═════ Reading passage

When my sister-in-law has leukemia at age 21, she met others going through the same cancer treatment as her who told her horror stories of being denied coverage for life-saving care. One patient she knew died a day before her insurance company finally approved a potentially life-saving drug that she had spent months requesting.
I appreciate that this is anecdotal evidence, but I hope our readers recognise that this is not new, that there are countless other stories like this out there, and that there’s a reason 46% of Americans, as of November 2024, would prefer a government-run healthcare system.
Now, I’m from the United Kingdom – so I know how a government-run system can work, and how it can not work. Our National Health Service last functioned well in the 1990s. I recall being a child and having a large splinter in my foot. My family physician, Dr. Biswas, came to our home after hours with his doctor’s bag and removed it. He had a cup of tea with my family before leaving and heading home. The system worked because, at least at that time, Britain wasn’t overwhelmed by mass immigration that began, for the most part, in 1997 under the leadership of Prime Minister Tony Blair. Our community was made up of people who had paid their taxes for generations, funding the healthcare system from which we all benefitted. Over the following decades, as our population grew substantially and our public services became overwhelmed by people who had not paid into the system themselves – and, indeed, whose parents and grandparents had not paid into the system – it all began to fall apart.

══════════
═════ Data section

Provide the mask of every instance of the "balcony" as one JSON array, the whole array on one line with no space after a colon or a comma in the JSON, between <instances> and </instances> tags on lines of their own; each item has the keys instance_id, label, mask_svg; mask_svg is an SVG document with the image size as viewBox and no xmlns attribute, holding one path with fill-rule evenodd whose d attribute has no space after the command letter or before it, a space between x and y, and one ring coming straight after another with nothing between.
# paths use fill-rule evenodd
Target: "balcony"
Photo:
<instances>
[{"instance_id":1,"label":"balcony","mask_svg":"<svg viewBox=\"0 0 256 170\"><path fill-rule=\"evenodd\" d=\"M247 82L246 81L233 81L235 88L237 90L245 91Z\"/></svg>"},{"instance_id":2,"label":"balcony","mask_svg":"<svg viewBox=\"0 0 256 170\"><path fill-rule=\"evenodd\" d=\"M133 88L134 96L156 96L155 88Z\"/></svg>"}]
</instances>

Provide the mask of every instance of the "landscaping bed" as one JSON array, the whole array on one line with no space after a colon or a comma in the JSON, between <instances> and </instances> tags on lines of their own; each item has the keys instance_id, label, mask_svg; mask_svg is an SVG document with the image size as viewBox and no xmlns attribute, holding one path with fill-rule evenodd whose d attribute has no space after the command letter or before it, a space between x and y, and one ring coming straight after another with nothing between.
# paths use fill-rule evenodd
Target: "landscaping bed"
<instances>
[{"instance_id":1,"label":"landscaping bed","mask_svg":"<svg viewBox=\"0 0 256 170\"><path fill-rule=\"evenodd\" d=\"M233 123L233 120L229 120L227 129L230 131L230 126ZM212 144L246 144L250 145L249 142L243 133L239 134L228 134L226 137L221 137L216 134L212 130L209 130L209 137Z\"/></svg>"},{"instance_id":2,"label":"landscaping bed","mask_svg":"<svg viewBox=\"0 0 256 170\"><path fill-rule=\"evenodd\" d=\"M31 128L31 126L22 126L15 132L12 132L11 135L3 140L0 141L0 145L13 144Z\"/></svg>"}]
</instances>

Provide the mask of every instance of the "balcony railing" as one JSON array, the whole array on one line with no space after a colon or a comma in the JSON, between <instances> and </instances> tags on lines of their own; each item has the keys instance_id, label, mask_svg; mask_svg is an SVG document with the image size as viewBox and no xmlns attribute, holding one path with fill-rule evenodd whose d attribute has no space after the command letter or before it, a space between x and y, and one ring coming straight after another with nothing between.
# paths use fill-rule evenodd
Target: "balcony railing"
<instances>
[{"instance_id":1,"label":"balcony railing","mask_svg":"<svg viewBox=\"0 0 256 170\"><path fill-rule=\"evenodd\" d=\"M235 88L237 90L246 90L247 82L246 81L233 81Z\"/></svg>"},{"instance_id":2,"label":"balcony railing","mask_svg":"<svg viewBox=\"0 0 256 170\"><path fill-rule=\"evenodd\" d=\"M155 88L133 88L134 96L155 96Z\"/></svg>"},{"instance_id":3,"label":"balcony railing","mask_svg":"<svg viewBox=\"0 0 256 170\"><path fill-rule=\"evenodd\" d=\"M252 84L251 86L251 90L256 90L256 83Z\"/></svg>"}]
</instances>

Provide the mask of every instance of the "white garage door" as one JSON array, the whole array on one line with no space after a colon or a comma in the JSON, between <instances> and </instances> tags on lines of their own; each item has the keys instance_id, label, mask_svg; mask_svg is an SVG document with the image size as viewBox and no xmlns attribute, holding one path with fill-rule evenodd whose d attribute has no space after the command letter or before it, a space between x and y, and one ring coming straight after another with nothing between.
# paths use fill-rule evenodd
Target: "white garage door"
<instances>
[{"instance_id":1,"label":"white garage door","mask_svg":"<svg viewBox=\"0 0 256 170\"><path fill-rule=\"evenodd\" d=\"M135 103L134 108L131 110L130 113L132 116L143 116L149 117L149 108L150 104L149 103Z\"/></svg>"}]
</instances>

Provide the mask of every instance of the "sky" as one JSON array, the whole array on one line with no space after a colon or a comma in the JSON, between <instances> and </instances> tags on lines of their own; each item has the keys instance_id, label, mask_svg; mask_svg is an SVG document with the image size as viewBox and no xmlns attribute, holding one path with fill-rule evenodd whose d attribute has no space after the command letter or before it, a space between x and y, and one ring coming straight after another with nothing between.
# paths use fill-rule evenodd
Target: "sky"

══════════

• _Explore the material_
A. Summarize the healthcare passage in three sentences.
B. From the healthcare passage, reproduce the portion that begins at the words "When my sister-in-law" and stops after the words "spent months requesting.".

• _Solution list_
A. The writer says a sister-in-law who had leukemia at 21 met other patients who described being denied coverage for life-saving care, and one of them died a day before her insurer approved a drug she had requested for months. The writer argues that such stories are common and notes that 46% of Americans, as of November 2024, would prefer a government-run healthcare system. Writing from the United Kingdom, the writer recalls the National Health Service working well in the 1990s and blames its later decline on a growing population and on mass immigration, which began largely in 1997 and overwhelmed public services with people who had not paid into the system.

B.
When my sister-in-law has leukemia at age 21, she met others going through the same cancer treatment as her who told her horror stories of being denied coverage for life-saving care. One patient she knew died a day before her insurance company finally approved a potentially life-saving drug that she had spent months requesting.